→ **GIVEN TASK**
Update the rows starting at the line that has "point: blue jersey" and stopping after the last row. Replace "blue jersey" with "navy jersey" and leave everything else unchanged.
....
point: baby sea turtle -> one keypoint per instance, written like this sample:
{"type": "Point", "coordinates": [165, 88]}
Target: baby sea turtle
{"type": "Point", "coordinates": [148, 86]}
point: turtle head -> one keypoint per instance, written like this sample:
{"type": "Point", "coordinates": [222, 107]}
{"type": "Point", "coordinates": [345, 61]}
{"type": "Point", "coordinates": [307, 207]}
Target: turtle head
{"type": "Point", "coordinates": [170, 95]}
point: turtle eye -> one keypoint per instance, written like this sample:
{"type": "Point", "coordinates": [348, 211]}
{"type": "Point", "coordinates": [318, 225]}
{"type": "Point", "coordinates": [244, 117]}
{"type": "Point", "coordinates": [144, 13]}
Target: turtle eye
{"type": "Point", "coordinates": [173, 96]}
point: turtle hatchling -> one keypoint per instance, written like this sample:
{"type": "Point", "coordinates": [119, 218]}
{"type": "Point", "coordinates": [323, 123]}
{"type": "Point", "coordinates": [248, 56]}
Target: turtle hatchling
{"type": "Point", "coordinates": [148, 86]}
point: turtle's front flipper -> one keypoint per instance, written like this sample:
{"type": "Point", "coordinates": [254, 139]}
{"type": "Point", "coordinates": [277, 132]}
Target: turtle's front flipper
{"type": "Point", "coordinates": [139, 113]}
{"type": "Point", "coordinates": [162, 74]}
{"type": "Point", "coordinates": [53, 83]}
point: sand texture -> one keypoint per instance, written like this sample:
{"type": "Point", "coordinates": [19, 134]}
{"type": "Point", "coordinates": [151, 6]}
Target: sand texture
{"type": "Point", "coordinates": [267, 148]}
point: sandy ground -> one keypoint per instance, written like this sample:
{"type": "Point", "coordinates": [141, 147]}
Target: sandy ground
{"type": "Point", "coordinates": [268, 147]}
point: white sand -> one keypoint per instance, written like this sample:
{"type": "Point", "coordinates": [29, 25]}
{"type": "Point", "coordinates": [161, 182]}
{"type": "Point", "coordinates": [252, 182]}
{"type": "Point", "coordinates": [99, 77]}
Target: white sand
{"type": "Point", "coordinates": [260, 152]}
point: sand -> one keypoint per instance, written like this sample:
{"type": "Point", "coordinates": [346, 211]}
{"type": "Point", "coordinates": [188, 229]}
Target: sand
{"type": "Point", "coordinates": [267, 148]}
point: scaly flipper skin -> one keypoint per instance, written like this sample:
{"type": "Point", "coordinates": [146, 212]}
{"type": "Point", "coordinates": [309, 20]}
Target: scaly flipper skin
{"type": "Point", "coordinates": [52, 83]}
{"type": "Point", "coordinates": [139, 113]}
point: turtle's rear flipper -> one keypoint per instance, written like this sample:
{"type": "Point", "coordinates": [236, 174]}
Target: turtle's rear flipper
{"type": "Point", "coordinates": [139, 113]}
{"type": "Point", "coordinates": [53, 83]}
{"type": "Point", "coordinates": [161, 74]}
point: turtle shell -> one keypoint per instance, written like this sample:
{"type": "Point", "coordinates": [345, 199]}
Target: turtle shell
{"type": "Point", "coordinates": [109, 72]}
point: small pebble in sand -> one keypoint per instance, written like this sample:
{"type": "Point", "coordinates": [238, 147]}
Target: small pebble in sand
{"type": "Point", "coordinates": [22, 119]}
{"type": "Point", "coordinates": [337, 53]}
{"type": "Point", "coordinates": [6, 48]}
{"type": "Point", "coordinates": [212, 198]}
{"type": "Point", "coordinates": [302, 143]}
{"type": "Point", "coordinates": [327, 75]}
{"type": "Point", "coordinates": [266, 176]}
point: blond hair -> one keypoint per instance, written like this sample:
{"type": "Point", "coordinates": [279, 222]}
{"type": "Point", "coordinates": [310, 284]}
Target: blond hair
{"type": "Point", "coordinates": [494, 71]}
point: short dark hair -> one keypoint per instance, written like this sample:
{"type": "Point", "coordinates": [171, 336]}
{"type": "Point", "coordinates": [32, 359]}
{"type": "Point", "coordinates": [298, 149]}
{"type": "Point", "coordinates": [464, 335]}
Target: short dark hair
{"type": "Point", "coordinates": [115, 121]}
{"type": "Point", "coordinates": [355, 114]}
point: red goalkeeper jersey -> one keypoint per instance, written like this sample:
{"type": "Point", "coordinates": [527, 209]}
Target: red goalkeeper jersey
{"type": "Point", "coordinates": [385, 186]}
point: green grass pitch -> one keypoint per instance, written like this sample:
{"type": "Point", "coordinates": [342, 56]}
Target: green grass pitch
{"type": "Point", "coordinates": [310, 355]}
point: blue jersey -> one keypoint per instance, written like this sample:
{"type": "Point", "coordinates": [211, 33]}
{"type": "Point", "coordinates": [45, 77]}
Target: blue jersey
....
→ **THE RESULT**
point: navy jersey -> one keypoint per instance, written like this sample:
{"type": "Point", "coordinates": [211, 33]}
{"type": "Point", "coordinates": [45, 77]}
Target: navy jersey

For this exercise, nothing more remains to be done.